* START *
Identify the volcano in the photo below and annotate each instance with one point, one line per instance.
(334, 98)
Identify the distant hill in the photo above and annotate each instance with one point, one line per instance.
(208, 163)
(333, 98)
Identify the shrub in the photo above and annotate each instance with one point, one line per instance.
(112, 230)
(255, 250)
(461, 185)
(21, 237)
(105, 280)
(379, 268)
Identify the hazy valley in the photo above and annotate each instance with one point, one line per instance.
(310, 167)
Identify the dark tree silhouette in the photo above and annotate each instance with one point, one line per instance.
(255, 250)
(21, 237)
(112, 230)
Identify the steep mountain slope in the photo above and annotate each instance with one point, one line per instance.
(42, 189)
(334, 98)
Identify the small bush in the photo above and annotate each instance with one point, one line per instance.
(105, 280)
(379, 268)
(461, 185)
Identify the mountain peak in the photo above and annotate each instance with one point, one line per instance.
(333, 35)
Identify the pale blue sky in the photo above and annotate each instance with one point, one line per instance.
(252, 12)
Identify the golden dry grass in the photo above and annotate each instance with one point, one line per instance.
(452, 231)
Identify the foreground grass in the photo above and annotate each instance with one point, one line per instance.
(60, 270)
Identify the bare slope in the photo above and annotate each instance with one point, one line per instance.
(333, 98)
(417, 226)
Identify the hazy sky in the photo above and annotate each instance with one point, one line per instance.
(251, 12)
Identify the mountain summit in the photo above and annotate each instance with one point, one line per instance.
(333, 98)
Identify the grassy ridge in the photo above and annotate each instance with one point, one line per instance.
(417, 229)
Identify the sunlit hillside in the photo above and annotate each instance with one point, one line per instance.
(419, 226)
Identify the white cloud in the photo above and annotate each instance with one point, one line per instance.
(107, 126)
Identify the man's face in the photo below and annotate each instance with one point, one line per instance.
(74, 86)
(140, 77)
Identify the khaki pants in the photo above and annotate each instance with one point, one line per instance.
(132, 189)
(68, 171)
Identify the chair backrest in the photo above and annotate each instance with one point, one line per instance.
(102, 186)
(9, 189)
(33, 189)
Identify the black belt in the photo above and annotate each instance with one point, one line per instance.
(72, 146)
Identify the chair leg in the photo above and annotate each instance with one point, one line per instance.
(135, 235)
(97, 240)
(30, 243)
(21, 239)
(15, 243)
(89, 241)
* END *
* START *
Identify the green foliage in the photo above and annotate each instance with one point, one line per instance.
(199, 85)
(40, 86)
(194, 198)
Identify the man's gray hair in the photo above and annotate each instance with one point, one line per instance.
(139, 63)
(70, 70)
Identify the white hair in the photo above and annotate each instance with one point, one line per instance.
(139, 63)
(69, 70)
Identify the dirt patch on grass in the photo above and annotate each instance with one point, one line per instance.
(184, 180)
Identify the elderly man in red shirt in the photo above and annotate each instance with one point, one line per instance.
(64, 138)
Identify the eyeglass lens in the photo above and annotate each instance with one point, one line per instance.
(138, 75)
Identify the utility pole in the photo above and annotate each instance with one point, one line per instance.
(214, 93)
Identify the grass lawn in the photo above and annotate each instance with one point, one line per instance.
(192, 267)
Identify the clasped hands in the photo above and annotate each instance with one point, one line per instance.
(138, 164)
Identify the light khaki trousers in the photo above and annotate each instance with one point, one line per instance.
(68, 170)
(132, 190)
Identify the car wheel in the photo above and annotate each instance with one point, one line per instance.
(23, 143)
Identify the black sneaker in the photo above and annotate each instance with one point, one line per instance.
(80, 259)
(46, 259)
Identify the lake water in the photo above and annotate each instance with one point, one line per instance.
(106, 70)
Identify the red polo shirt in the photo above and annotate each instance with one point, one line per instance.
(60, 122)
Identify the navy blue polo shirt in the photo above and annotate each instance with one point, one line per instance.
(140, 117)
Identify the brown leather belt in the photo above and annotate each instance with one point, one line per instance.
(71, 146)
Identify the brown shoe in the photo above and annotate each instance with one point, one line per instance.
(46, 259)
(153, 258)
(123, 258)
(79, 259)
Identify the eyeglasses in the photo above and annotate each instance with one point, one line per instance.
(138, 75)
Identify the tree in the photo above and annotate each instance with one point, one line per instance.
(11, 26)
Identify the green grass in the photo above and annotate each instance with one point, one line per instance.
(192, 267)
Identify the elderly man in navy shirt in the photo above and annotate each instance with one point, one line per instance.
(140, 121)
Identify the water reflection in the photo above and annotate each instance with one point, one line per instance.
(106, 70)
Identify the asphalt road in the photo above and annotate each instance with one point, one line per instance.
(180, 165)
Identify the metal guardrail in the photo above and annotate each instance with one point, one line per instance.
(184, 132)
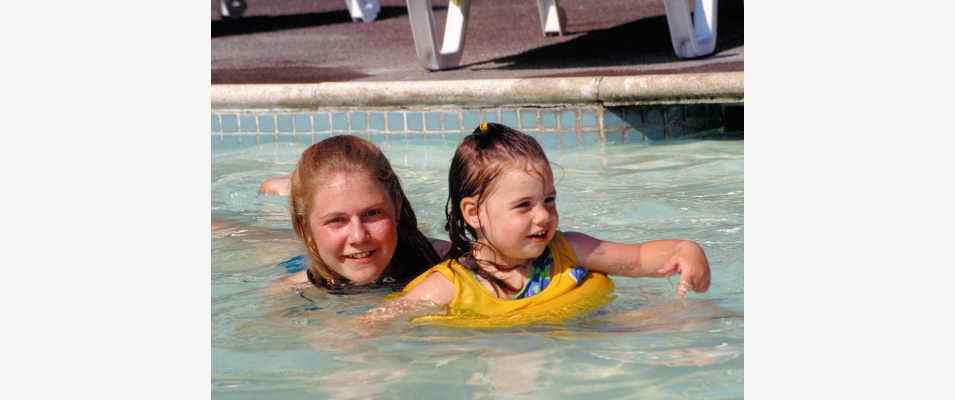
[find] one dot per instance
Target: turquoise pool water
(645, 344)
* END *
**PROBLEM TO WORK ON:** Pick out each line in the records above that contains the word "tree" and copy those lines.

**RESPONSE BELOW:**
Identify the dark tree silhouette in the photo above and annotate each instance with one point, one line per instance.
Identify the tree in the photo above and annotate each instance with one point, one line per instance.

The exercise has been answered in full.